Copy out the items below, putting "place one marker" wherever "set one pin" appears and changing nothing else.

A run of records
########

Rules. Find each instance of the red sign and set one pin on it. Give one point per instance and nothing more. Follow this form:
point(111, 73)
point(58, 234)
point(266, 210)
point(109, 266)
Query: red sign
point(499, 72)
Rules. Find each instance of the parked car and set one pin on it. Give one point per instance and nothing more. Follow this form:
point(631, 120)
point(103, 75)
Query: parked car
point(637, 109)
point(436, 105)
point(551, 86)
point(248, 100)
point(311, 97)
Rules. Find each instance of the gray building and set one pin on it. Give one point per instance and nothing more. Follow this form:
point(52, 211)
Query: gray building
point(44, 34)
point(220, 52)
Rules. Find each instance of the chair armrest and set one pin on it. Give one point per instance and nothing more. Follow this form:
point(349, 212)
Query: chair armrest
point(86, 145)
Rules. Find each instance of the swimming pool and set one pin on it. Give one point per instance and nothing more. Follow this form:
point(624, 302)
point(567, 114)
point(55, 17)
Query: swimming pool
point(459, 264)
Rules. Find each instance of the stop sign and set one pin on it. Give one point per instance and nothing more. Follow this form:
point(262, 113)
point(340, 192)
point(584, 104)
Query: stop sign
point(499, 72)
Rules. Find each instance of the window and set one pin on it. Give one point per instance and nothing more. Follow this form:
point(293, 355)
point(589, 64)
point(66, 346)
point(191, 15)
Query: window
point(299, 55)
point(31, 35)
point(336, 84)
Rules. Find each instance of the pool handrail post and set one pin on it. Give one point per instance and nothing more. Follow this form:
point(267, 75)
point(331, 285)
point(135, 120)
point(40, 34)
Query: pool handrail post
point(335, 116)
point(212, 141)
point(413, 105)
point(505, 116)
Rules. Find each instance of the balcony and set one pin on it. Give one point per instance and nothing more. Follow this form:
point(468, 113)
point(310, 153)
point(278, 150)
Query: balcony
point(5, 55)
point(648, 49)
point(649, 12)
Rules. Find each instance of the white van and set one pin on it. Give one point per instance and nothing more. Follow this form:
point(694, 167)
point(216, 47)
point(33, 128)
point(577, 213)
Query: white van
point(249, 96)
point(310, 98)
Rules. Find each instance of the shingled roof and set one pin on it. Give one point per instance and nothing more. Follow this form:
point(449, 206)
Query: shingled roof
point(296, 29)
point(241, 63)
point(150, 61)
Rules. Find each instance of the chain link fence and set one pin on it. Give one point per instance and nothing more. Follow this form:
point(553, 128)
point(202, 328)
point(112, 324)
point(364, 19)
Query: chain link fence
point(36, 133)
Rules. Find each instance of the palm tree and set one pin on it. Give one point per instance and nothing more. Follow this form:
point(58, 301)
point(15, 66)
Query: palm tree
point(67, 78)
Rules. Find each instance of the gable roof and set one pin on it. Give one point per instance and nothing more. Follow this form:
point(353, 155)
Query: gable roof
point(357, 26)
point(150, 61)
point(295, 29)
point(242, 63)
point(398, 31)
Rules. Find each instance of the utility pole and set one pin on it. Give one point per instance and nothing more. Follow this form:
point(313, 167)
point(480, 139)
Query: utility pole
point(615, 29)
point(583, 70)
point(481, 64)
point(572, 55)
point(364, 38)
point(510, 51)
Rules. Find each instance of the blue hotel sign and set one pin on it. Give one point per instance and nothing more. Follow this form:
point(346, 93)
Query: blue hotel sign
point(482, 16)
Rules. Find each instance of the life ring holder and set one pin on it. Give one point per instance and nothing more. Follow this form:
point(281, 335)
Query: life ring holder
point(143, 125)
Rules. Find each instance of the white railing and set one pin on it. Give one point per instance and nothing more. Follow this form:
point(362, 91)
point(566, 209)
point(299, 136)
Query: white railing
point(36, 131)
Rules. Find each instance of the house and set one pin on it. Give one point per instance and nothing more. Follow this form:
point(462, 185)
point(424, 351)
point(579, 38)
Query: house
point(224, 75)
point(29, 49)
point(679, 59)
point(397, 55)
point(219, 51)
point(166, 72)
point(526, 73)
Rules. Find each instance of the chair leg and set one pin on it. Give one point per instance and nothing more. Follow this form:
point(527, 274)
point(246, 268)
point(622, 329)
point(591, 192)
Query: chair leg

########

**COMPLETED TASK**
Rules. Find each instance of the red sign and place one marker on it. Give one point per instance and nothing more. Follow this form:
point(111, 73)
point(58, 234)
point(266, 210)
point(109, 266)
Query: red sign
point(499, 72)
Rules. Find each instance of the parked car and place one marker on it. Give one point per instance and nothing more. Follow this form:
point(631, 120)
point(103, 75)
Query: parked car
point(637, 109)
point(436, 105)
point(551, 86)
point(248, 100)
point(311, 97)
Rules. Find each instance of the gray building and place one marker on it. Give one point per instance and nothing more. Follow this form:
point(52, 211)
Query: gray building
point(44, 34)
point(220, 52)
Rules. Find each instance of the chair armrest and place one marker on it. Give one point per instance and nothing more. Follow this form:
point(349, 212)
Query: chair armrest
point(86, 145)
Rules. Find each instance of the swimming pool and place one marker on it. Give one point per instance and nothing more. Follow this form:
point(624, 302)
point(567, 114)
point(55, 17)
Query: swimming pool
point(459, 264)
Rules. Find each instance of the stop sign and place one marker on it. Give one point per instance and nothing more. Follow this form:
point(262, 113)
point(340, 192)
point(584, 104)
Query: stop sign
point(499, 72)
Rules. Find each instance of the window and place one marker on it. Give one point per instance and nothing more. Follow this form:
point(293, 355)
point(589, 64)
point(66, 346)
point(191, 15)
Query: window
point(299, 55)
point(31, 35)
point(336, 84)
Rules. Find each instance of the pool handrail post and place one marker on it. Give one point per instance and nothing more. Follow this form:
point(267, 75)
point(331, 285)
point(135, 120)
point(40, 34)
Query: pool handrail post
point(335, 116)
point(212, 141)
point(413, 105)
point(505, 116)
Rules. Find each instance of the balcony and place one marker on it. Give one point per instance and nothing more. Follow this form:
point(468, 113)
point(310, 153)
point(278, 150)
Query: balcony
point(5, 55)
point(648, 49)
point(649, 12)
Rules. Find each instance of the white van and place one marker on it. Give one point per instance and nothing more. Follow this form:
point(694, 167)
point(216, 47)
point(33, 128)
point(577, 213)
Query: white van
point(249, 96)
point(310, 98)
Rules. Find each instance of the shingled roof and place one marker on it. Give one point per instance and nothing more. Follow this form:
point(449, 206)
Query: shingled roof
point(296, 29)
point(241, 63)
point(150, 61)
Rules. Find each instance of the chain link fence and place one marker on it. Give one point per instance and nothing more. Follow this form:
point(553, 128)
point(202, 328)
point(112, 324)
point(364, 19)
Query: chain link fence
point(36, 133)
Rules. Find each instance of the palm tree and place one marker on it. Give one point per instance and nothing more. Follow this form:
point(58, 301)
point(15, 66)
Query: palm tree
point(67, 78)
Rules. Find each instance of the gable roof and place one marker on it. Give one point per instance and nothing more. Follow this form:
point(353, 155)
Query: gable roof
point(357, 26)
point(150, 61)
point(295, 29)
point(242, 63)
point(398, 31)
Rules. Find each instance of the utility pole and place one marker on it. Give one point per instance and nothing more. Follow this form:
point(313, 167)
point(480, 139)
Query: utility pole
point(615, 29)
point(583, 70)
point(481, 64)
point(572, 55)
point(364, 38)
point(510, 51)
Rules. Find each instance of the blue hotel sign and place one marker on it. Give one point per instance and nothing more. Follow this form:
point(346, 93)
Query: blue hotel sign
point(482, 16)
Rules. Find each instance of the life ring holder and place one marker on it. Give one point per instance and nothing more. Follow this form:
point(281, 335)
Query: life ring holder
point(143, 125)
Rules. Find each instance of the white railing and place one marker on it. Give one point per instance and nothing more. Follow this form:
point(362, 91)
point(566, 209)
point(299, 136)
Query: white railing
point(36, 131)
Rules. Find each instance of the house and place one marker on it. Give one point per instance and nothing more. Follow this form:
point(462, 185)
point(424, 351)
point(579, 38)
Query: house
point(224, 75)
point(29, 49)
point(679, 59)
point(397, 55)
point(219, 51)
point(166, 72)
point(526, 73)
Rules. Find each instance of the chair leg and place one marker on it. Give one point per instance and nothing more. Follow this form:
point(527, 274)
point(246, 268)
point(622, 329)
point(591, 192)
Query: chair leg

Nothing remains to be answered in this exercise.